**Work instructions**
In the forum reply on multiple drive failures in RAID arrays, when do such failures typically happen?

**Passage to read**
-=-=-=-=-

Re: Raid6 array crashed-- 4-disk failure...(?)

pg_lxra@xxxxxxxxxxxxxxxxxxx (Peter Grandi) · Mon, 15 Sep 2008 12:03:01 +0100

> This weekend I promoted my new 6-disk raid6 array to
> production use and was busy copying data to it overnight. The
> next morning the machine had crashed, and the array is down
> with an (apparent?) 4-disk failure, [ ... ]

Multiple drive failures are far more common than people expect,
and the problem lies in people's expectations, because they don't
do common mode analysis (what's what? many will think).

They typically happen all at once at power up, or in short
succession (e.g. 2nd drive fails while syncing to recover from
1st failure).

The typical RAID has N drives from the same manufacturer, of the
same model, with nearly contiguous serial numbers, from the same
shipping carton, in an enclosure where they all are started and
stopped at the same time, run on the same power circuit, at the
same temperature, on much the same load, attached to the same
host adapter or N of the same type. Expecting as many do to have
uncorrelated failures is rather comical.

-=-=-=-=-

**Dataset excerpt**
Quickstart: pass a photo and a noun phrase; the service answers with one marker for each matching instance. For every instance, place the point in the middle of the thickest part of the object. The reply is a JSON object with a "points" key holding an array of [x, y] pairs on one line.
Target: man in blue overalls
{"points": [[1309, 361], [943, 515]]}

-=-=-=-=-

**Solution to the exercise**
They typically happen all at once at power up, or in short succession, such as a second drive failing while syncing to recover from the first failure.